§ **PROVIDED MATERIAL**:
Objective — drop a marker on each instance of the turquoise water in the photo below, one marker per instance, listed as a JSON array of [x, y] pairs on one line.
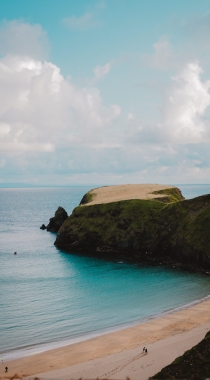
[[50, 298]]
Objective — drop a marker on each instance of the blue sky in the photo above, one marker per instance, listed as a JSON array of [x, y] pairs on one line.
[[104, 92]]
...
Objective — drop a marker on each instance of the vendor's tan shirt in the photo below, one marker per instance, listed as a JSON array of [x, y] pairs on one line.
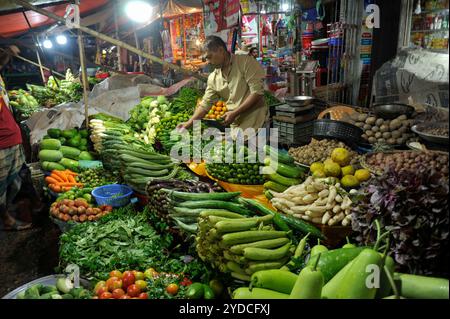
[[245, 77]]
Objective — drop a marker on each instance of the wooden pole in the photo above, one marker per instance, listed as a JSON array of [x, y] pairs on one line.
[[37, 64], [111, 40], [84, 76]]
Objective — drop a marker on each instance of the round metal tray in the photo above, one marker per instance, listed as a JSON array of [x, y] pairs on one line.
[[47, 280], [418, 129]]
---
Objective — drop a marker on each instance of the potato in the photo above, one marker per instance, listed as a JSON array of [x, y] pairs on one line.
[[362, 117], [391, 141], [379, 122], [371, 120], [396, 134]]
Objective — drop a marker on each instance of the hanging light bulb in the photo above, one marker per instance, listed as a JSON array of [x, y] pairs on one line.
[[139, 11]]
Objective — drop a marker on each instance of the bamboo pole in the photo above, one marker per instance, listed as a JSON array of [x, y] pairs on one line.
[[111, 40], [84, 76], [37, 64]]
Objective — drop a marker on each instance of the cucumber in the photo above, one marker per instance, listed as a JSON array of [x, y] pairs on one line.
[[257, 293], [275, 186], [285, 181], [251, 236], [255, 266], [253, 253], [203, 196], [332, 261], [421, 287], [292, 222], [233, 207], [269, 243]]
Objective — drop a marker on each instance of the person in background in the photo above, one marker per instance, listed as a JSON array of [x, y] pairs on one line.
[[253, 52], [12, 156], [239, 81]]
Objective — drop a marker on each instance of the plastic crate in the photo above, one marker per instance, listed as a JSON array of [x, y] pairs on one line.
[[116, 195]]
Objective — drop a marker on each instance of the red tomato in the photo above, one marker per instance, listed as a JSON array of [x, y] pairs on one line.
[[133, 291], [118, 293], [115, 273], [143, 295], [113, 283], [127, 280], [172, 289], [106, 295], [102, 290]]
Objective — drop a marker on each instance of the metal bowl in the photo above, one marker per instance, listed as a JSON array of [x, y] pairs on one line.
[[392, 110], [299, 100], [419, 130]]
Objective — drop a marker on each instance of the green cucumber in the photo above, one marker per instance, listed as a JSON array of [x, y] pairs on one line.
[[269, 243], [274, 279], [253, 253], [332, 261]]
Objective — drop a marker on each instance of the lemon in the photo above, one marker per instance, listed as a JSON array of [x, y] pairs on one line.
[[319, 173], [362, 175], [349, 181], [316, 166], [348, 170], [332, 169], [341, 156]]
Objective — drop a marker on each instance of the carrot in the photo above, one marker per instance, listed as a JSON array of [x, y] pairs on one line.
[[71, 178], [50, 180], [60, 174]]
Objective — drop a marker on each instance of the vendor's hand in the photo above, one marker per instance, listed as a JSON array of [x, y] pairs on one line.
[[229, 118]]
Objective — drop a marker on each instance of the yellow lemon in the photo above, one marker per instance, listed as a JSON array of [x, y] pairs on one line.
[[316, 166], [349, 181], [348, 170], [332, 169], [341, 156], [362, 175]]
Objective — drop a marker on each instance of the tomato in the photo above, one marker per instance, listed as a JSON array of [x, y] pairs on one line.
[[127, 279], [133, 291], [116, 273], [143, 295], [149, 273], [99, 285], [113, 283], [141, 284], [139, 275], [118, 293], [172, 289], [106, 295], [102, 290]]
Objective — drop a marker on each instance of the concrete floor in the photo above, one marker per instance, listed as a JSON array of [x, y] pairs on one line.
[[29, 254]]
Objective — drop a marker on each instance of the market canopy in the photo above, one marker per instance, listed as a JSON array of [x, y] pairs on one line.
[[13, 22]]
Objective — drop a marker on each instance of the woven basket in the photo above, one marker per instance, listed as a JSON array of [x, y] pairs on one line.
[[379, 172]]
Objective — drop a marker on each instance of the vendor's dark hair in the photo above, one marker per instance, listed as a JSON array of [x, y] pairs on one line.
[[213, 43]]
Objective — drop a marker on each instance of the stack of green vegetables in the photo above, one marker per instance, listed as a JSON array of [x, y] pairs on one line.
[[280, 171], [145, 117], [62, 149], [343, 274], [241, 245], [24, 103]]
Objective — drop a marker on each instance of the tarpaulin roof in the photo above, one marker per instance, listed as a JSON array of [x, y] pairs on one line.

§ **GOAL OF THE EXERCISE**:
Beginning at the line with "Objective — drop a marker on each instance of the stack" and stopping after the line with "Objective — drop a marker on each instance of the tarpaulin", please write out every line of the data above exactly and nothing else.

§ **WRITTEN ANSWER**:
Objective — drop a marker on each instance of the stack of green vegetables in the photo above, one marker per instance, listed as a JSON array of [x, y] pairs on one line.
[[280, 171], [145, 117], [62, 149], [343, 274], [241, 245], [24, 103]]
Objective — drop a marker on each instance of the tarpaulin roof in the photo above, one marker per instance, listed as a JSON array of [x, y] pairs on one line.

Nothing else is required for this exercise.